[Begin The data]
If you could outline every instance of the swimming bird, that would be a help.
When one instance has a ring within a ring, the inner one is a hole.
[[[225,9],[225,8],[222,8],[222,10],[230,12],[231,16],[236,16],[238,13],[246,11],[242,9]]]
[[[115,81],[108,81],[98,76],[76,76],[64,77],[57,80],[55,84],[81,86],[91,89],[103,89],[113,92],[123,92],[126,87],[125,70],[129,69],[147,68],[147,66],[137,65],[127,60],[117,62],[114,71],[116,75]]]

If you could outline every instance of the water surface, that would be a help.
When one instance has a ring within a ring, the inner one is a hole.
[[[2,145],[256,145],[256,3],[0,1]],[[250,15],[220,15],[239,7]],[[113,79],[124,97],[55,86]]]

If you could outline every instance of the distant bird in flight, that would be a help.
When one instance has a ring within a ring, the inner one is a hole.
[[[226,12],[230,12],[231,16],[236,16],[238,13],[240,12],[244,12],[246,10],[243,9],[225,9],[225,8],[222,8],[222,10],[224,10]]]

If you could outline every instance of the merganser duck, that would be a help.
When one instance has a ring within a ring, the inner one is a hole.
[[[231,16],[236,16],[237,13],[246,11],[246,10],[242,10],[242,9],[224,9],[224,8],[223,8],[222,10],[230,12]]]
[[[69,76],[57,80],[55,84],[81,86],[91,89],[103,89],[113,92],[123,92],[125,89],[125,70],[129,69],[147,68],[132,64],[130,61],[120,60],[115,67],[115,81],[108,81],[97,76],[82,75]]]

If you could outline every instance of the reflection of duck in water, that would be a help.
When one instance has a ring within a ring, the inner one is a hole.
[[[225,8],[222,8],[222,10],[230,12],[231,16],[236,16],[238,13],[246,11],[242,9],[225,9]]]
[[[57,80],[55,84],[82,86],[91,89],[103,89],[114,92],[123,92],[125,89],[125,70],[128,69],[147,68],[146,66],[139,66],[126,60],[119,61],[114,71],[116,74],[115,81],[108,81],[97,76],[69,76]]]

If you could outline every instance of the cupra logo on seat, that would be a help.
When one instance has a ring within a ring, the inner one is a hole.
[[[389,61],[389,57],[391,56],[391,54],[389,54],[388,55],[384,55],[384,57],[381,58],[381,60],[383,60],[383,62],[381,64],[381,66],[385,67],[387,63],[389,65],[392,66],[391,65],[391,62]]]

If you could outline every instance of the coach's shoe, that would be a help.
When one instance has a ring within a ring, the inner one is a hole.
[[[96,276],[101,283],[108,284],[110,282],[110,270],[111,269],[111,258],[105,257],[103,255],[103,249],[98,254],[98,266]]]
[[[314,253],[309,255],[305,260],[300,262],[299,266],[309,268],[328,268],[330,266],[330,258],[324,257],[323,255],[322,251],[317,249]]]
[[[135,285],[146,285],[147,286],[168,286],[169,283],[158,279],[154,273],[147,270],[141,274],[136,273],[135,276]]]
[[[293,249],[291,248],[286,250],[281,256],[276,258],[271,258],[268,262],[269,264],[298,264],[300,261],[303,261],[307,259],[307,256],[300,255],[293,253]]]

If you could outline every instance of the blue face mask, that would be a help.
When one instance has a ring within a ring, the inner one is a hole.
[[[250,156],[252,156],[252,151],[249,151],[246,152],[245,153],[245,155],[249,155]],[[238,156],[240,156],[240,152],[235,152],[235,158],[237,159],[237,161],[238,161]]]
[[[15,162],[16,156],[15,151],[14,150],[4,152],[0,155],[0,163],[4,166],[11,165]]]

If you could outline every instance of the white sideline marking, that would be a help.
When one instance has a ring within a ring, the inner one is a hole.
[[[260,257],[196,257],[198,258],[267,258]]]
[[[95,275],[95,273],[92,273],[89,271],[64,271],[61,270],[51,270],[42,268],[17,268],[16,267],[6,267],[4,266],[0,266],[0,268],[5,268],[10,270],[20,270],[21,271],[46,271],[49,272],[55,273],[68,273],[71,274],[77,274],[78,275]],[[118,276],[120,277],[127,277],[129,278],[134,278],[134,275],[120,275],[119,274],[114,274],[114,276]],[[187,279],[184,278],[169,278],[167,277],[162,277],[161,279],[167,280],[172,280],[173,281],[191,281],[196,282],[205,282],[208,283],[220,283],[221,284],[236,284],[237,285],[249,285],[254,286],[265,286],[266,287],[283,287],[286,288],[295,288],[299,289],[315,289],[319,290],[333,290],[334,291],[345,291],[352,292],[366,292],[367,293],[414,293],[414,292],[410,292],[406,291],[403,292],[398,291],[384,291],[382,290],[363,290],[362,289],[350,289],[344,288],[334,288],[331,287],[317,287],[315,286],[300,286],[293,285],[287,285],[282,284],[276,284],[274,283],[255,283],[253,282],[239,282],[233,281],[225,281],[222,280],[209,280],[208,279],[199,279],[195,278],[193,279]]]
[End The data]
Description of the task
Copy every one of the entries above word for word, in the same order and with no changes.

The completed task
If you could outline every instance of the swimming bird, that would be a help.
When one instance has a ring within a ring, the inner one is a hole.
[[[225,9],[225,8],[222,8],[222,10],[230,12],[231,16],[236,16],[238,13],[246,11],[242,9]]]
[[[115,81],[108,81],[98,76],[76,76],[64,77],[57,80],[55,84],[81,86],[91,89],[103,89],[113,92],[123,92],[126,87],[125,70],[129,69],[147,68],[147,66],[137,65],[127,60],[117,62],[114,71],[116,75]]]

If you could outline every instance of the water surface, that would be a help.
When one instance has a ring within a ring, the inner one is a hole.
[[[2,145],[256,145],[256,3],[0,1]],[[250,15],[220,15],[239,7]],[[113,79],[124,97],[55,86]]]

If you could outline every instance of the distant bird in flight, that would be a help.
When one instance has a ring within a ring, the inner one is a hole.
[[[226,12],[230,12],[231,16],[236,16],[238,13],[240,12],[244,12],[246,10],[243,9],[225,9],[225,8],[222,8],[222,10],[224,10]]]

If you could outline every instance of the merganser duck, that would be a help.
When one instance has a ring within a ring, the inner one is a hole.
[[[231,16],[236,16],[237,13],[246,11],[246,10],[242,10],[242,9],[224,9],[224,8],[223,8],[222,10],[230,12]]]
[[[69,76],[57,80],[55,84],[81,86],[91,89],[103,89],[113,92],[123,92],[125,89],[125,70],[129,69],[147,68],[132,64],[130,61],[120,60],[115,67],[115,81],[108,81],[97,76],[82,75]]]

If you could outline every instance of the reflection of duck in water, that would be a help.
When one instance has a ring within a ring, the inner one is a hole.
[[[225,8],[222,8],[222,10],[230,12],[231,16],[236,16],[238,13],[246,11],[242,9],[225,9]]]
[[[57,80],[55,84],[82,86],[91,89],[103,89],[114,92],[123,92],[125,89],[125,70],[128,69],[147,68],[146,66],[139,66],[126,60],[119,61],[114,71],[116,74],[115,81],[108,81],[97,76],[69,76]]]

If you could outline every instance of the cupra logo on seat, that would be a help.
When one instance has a ring within a ring, the inner one is a hole.
[[[389,61],[389,57],[391,56],[391,54],[389,54],[388,55],[384,55],[384,57],[381,58],[381,60],[383,60],[383,62],[381,64],[381,66],[385,67],[387,63],[389,65],[392,66],[391,65],[391,62]]]

If you could outline every instance of the coach's shoe, that would be a help.
When one instance has a ring within a ring, the inner one is a hole.
[[[96,276],[101,283],[108,284],[110,282],[110,270],[111,269],[111,258],[105,257],[103,255],[103,249],[98,254],[98,266]]]
[[[314,253],[309,255],[305,260],[300,262],[299,266],[309,268],[328,268],[330,266],[330,258],[324,257],[323,255],[322,251],[317,249]]]
[[[135,285],[146,285],[147,286],[168,286],[169,283],[158,279],[154,273],[147,270],[141,274],[136,273],[135,276]]]
[[[293,249],[291,248],[286,250],[281,256],[276,258],[271,258],[268,262],[269,264],[298,264],[300,261],[303,261],[307,259],[307,256],[300,255],[293,253]]]

If you could outline every instance of the blue face mask, that would be a help.
When one instance has a ring within a ring, the inner one is a hole.
[[[250,156],[252,156],[252,151],[249,151],[246,152],[245,153],[245,155],[249,155]],[[238,156],[240,156],[240,152],[235,152],[235,158],[237,159],[237,161],[238,161]]]
[[[15,162],[16,156],[15,151],[14,150],[4,152],[0,155],[0,163],[4,166],[11,165]]]

If you could outline every instance of the white sideline marking, that would be a help.
When one instance has a ring within a ring, the inner one is a hole.
[[[260,257],[196,257],[198,258],[267,258]]]
[[[95,275],[95,273],[92,273],[89,271],[64,271],[61,270],[51,270],[42,268],[17,268],[16,267],[6,267],[4,266],[0,266],[0,268],[5,268],[10,270],[20,270],[21,271],[46,271],[49,272],[55,273],[68,273],[71,274],[77,274],[78,275]],[[118,276],[120,277],[127,277],[129,278],[134,278],[134,275],[120,275],[119,274],[114,274],[114,276]],[[187,279],[184,278],[169,278],[167,277],[162,277],[161,279],[167,280],[172,280],[173,281],[191,281],[196,282],[205,282],[208,283],[220,283],[221,284],[236,284],[237,285],[249,285],[254,286],[265,286],[266,287],[283,287],[286,288],[295,288],[299,289],[315,289],[319,290],[333,290],[334,291],[345,291],[352,292],[366,292],[367,293],[414,293],[414,292],[410,292],[406,291],[403,292],[398,291],[384,291],[382,290],[363,290],[362,289],[350,289],[344,288],[334,288],[331,287],[317,287],[315,286],[300,286],[293,285],[287,285],[282,284],[276,284],[274,283],[255,283],[253,282],[239,282],[233,281],[225,281],[222,280],[209,280],[208,279],[199,279],[195,278],[193,279]]]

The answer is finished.